*Work to do*. Count the lines in the listing below that contain the string "shoe", and reply with that number alone.

*Records*.
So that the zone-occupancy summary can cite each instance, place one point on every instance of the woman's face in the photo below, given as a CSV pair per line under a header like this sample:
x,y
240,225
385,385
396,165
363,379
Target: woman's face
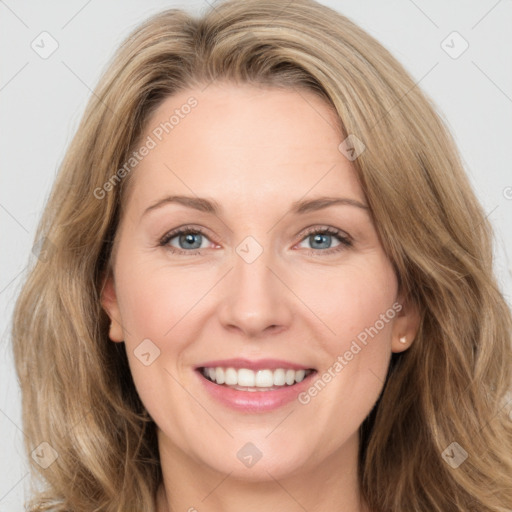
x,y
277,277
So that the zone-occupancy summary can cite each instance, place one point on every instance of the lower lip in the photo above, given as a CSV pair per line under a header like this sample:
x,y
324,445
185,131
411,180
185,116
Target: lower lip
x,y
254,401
---
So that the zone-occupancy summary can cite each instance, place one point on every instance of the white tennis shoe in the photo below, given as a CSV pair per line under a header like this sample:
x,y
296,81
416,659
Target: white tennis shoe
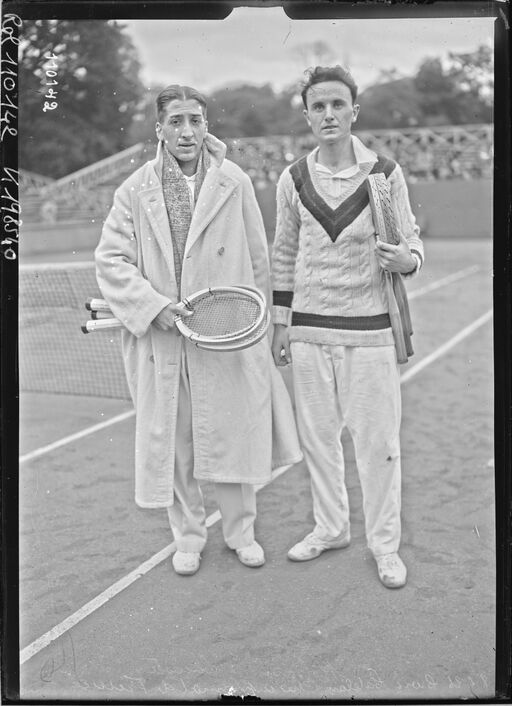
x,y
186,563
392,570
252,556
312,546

*Answer below*. 2